**Aim of the task:** The copy you produce must hold every record exactly, and none of the images.

***

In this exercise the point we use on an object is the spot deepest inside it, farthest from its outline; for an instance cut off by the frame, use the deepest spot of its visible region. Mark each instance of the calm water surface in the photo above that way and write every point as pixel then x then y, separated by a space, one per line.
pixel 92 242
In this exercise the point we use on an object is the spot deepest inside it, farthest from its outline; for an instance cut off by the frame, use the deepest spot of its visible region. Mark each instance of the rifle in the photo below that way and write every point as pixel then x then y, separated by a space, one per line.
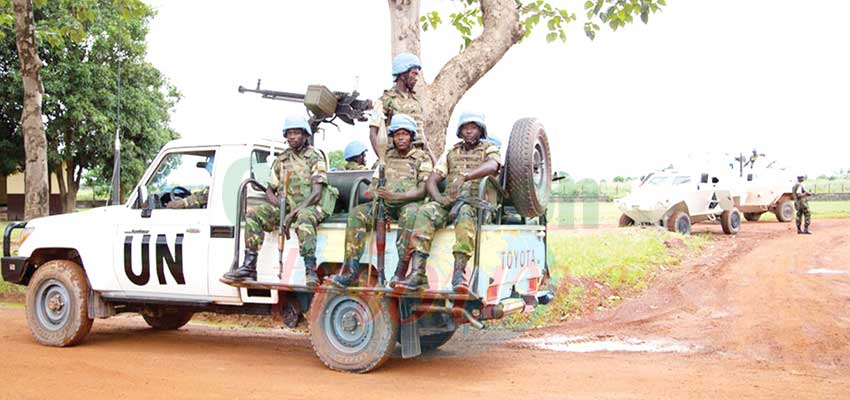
pixel 283 230
pixel 379 206
pixel 323 105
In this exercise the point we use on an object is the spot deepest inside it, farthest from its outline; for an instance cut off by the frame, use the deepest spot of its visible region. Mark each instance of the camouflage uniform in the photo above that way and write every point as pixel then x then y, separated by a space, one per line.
pixel 395 102
pixel 353 166
pixel 197 199
pixel 433 215
pixel 303 169
pixel 801 203
pixel 403 173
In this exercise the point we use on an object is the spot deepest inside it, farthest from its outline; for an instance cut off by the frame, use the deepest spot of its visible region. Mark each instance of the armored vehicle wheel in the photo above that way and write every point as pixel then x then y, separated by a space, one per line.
pixel 528 168
pixel 785 211
pixel 167 319
pixel 730 221
pixel 432 342
pixel 680 222
pixel 57 304
pixel 353 332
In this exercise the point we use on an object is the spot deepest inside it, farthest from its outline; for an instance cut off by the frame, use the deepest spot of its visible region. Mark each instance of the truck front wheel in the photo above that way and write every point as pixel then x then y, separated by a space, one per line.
pixel 353 332
pixel 57 304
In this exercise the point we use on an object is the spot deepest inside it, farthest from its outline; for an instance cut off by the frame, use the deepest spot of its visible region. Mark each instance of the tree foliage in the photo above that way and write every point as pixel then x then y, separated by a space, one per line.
pixel 81 43
pixel 613 13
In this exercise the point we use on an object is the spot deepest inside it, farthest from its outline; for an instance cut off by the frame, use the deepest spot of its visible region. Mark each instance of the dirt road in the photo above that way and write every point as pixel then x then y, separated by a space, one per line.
pixel 765 314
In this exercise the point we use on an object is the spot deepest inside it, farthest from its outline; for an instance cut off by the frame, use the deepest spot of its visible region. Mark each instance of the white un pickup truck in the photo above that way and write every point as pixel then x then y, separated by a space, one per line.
pixel 166 263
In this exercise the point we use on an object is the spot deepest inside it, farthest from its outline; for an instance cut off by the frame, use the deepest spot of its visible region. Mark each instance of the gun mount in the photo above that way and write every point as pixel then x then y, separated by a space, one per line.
pixel 323 105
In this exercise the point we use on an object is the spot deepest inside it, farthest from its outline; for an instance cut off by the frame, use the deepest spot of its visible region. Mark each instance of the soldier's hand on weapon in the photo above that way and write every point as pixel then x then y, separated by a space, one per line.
pixel 178 203
pixel 385 194
pixel 445 201
pixel 455 188
pixel 271 197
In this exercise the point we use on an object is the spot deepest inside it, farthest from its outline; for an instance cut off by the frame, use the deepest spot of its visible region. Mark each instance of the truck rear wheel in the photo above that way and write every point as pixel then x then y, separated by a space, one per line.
pixel 785 211
pixel 166 319
pixel 57 304
pixel 625 221
pixel 680 222
pixel 730 221
pixel 528 168
pixel 353 332
pixel 432 342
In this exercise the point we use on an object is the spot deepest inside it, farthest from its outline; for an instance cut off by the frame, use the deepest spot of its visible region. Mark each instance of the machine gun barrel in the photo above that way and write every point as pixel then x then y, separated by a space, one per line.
pixel 274 94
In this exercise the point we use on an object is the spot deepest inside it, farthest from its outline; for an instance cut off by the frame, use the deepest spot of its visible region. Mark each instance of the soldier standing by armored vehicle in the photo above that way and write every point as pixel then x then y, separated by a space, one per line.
pixel 355 157
pixel 402 99
pixel 801 203
pixel 465 164
pixel 306 170
pixel 407 170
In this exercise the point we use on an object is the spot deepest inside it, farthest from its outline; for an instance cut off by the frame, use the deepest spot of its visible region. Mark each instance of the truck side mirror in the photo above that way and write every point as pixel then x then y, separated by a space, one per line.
pixel 153 201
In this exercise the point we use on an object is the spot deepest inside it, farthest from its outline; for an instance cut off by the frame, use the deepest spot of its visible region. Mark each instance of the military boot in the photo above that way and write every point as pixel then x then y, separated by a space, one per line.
pixel 400 271
pixel 348 276
pixel 247 271
pixel 418 278
pixel 310 277
pixel 458 283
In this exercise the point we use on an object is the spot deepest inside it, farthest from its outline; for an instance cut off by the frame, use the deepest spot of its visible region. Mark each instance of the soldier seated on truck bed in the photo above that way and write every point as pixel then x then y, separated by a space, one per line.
pixel 197 199
pixel 407 169
pixel 465 164
pixel 308 178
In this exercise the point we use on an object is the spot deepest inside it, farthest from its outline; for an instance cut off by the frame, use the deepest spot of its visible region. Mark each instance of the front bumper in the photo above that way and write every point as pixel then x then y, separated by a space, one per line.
pixel 14 269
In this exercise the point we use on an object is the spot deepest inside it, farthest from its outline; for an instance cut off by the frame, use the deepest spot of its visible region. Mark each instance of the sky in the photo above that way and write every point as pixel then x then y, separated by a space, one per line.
pixel 705 79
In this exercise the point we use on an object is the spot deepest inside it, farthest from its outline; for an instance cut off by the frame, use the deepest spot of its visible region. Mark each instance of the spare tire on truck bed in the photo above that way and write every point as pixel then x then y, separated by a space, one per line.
pixel 528 168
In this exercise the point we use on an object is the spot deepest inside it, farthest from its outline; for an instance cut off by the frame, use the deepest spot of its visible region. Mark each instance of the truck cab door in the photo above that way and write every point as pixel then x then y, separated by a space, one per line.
pixel 163 252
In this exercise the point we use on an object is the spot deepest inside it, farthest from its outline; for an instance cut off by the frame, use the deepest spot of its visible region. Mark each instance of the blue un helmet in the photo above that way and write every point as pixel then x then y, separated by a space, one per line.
pixel 404 62
pixel 476 118
pixel 402 121
pixel 297 122
pixel 210 162
pixel 354 149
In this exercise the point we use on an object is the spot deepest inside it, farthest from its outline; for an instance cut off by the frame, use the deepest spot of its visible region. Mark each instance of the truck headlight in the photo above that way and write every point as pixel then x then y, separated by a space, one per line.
pixel 25 234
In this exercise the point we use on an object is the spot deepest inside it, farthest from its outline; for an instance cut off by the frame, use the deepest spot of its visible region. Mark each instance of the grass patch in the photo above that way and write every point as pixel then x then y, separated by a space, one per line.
pixel 591 270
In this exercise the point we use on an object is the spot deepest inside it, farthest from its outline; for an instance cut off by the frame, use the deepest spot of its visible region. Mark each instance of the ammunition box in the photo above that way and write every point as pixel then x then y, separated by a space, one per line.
pixel 320 101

***

**Solved problem:**
In this exercise the point we use on an object is the spot deepest inside it, farthest from its outline; for an instance cut off by the frame, use the deepest spot of its visible region. Mark each instance of the calm water surface in the photo above that way and write every point as pixel then x then y, separated by a space, one per line.
pixel 92 242
In this exercise the point we use on an object is the spot deepest inside it, farthest from its outline; for an instance cut off by the frame, use the deepest spot of its visible region. Mark each instance of the rifle in the photo below that way and write every point as pixel then x then y, separated by a space, one per line.
pixel 283 230
pixel 379 206
pixel 323 105
In this exercise the point we use on an object is the spot deepest inside it, farthest from its outline; for an instance cut off by the frame, use the deepest spot of its visible region. Mark each instance of the camouflage uniform in the photo above that way and write every point as pixel then x then y, separated by a space, one per line.
pixel 395 102
pixel 353 166
pixel 197 199
pixel 433 215
pixel 303 169
pixel 801 203
pixel 403 173
In this exercise the point we use on an object is the spot deepest inside it, farthest from its outline; for an instance cut off by the frame, use the deepest spot of its visible region. Mark each instance of the armored vehicle wheel in the photo above that way and write every point as pixel then x then y, separated by a space, one per line.
pixel 528 168
pixel 785 211
pixel 167 319
pixel 730 221
pixel 432 342
pixel 680 222
pixel 57 304
pixel 353 332
In this exercise the point we use on an object is the spot deepest inside it, farthest from its outline; for an instance cut off by the frame, use the deepest spot of its visible region. Mark each instance of the truck front wheel in the photo above that way and write every point as pixel then x then y, separated by a space, one per line.
pixel 353 332
pixel 57 304
In this exercise the point we use on an object is the spot deepest inside it, farthest from its outline; for an instance cut off by the frame, use the deepest spot of its visible region. Mark each instance of the tree foliage in the photo above that way and write every point as pixel then x then y, separated by a space, one per line.
pixel 81 43
pixel 613 13
In this exercise the point we use on an object is the spot deepest inside it, farthest from its outline; for an instance cut off by the frame, use the deepest spot of its visible region. Mark each instance of the dirt road in the photo above that way and write every point as pixel then x then y, separated by a space, one per line.
pixel 765 314
In this exercise the point we use on an object is the spot deepest inside it, farthest from its outline; for an instance cut off by the frame, use the deepest spot of its visible region. Mark each instance of the white un pickup truck in the photo above that way and write every point as pixel then x then y, separated by a space, one per line.
pixel 166 263
In this exercise the point we use on an object is the spot deepest inside it, farthest from its outline; for an instance cut off by the frame, use the deepest spot of its visible region. Mark each instance of the gun mount in the photo above that way and write every point as pixel then x then y, separated by a space, one per line.
pixel 323 105
In this exercise the point we use on an object is the spot deepest inside it, farthest from its outline; for an instance cut off by the frame, use the deepest spot of its visible region. Mark each instance of the soldier's hand on weapon in the photo above that way and write every point as pixel then x then y, separated by a space, one per line.
pixel 178 203
pixel 385 194
pixel 445 201
pixel 455 188
pixel 271 197
In this exercise the point we use on an object is the spot deepest inside it, farthest from its outline; for an instance cut off by the frame, use the deepest spot of its visible region. Mark each instance of the truck rear wheel in the photo above that way and write every point as pixel then x then y, separated by a space, one per line.
pixel 785 211
pixel 166 319
pixel 57 304
pixel 625 221
pixel 680 222
pixel 730 221
pixel 528 168
pixel 353 332
pixel 432 342
In this exercise the point we use on an object is the spot deepest inside it, farthest from its outline; for an instance cut off by the frame, use the deepest spot of its visible region. Mark each instance of the machine gun barrel in the photo above that way and write every point as pixel then x then y, separated by a space, one per line.
pixel 274 94
In this exercise the point we use on an object is the spot deepest inside it, farthest from its outline; for an instance cut off by the frame, use the deepest spot of its visible region. Mark each instance of the soldier standing by armored vehicle in the photo above that way and write every point as pixel then x then y, separated by a space, one per line.
pixel 355 157
pixel 402 99
pixel 801 203
pixel 465 164
pixel 306 170
pixel 407 170
In this exercise the point we use on an object is the spot deepest inside it, farthest from its outline; for an instance cut off by the frame, use the deepest spot of its visible region. Mark each instance of the truck side mirror in the photo above that way and write every point as pixel then x then y, separated by a space, one per line.
pixel 153 201
In this exercise the point we use on an object is the spot deepest inside it, farthest from its outline; for an instance cut off by the frame, use the deepest spot of its visible region. Mark each instance of the military boot in the photo above that way and write every point as pixel then x then y, separated by a space, one per line.
pixel 400 271
pixel 348 276
pixel 247 271
pixel 418 278
pixel 310 277
pixel 458 283
In this exercise the point we use on an object is the spot deepest inside it, farthest from its outline; for an instance cut off by the frame, use the deepest spot of its visible region. Mark each instance of the soldier seated on truck bed in the photo above that way and write every point as pixel then x then y, separated by a space, one per line.
pixel 197 199
pixel 407 169
pixel 465 164
pixel 308 178
In this exercise the point we use on an object is the spot deepest inside it, farthest from its outline; for an instance cut off by the frame, use the deepest spot of its visible region. Mark each instance of the front bumper in the photo above that way and write every point as pixel then x then y, separated by a space, one per line.
pixel 14 269
In this exercise the point we use on an object is the spot deepest inside it, farthest from its outline; for an instance cut off by the frame, use the deepest spot of its visible region. Mark each instance of the sky in the photo above that way and write every point as pixel then x then y, separated by a space, one per line.
pixel 705 79
In this exercise the point we use on an object is the spot deepest inside it, farthest from its outline; for an instance cut off by the frame, use the deepest spot of its visible region. Mark each instance of the spare tire on truck bed in the photo above that way and write every point as pixel then x then y, separated by a space, one per line.
pixel 528 168
In this exercise the point we use on an object is the spot deepest inside it, farthest from its outline; for an instance cut off by the frame, use the deepest spot of its visible region. Mark each instance of the truck cab door in the photo above that way and write every point as pixel then x then y, separated by a space, one per line.
pixel 163 252
In this exercise the point we use on an object is the spot deepest inside it, farthest from its outline; for an instance cut off by the frame, use the deepest spot of its visible region. Mark each instance of the blue un helmet in the photo above that way and write every point as pixel then x then y, separated by a space, one per line.
pixel 404 62
pixel 476 118
pixel 402 121
pixel 297 122
pixel 210 162
pixel 354 149
In this exercise the point we use on an object is the spot deepest inside it, farthest from its outline; for an instance cut off by the frame, use the deepest spot of its visible region. Mark each instance of the truck headlight in the photo above that way and write every point as pixel then x then y, separated by a space, one per line.
pixel 25 234
In this exercise the point we use on an object is the spot deepest inside it, farthest from its outline; for an instance cut off by the frame, use the deepest spot of its visible region. Mark each instance of the grass patch in the photo above that way and write every point as pixel then x then y, separated by a space, one per line.
pixel 591 270
In this exercise the point we use on an object is the spot deepest inside it, farthest from its outline; for an instance cut off by the frame, use the deepest spot of its visible region. Mark each instance of the ammunition box in the photo above that way and write every point as pixel then x then y, separated by a space, one per line.
pixel 320 101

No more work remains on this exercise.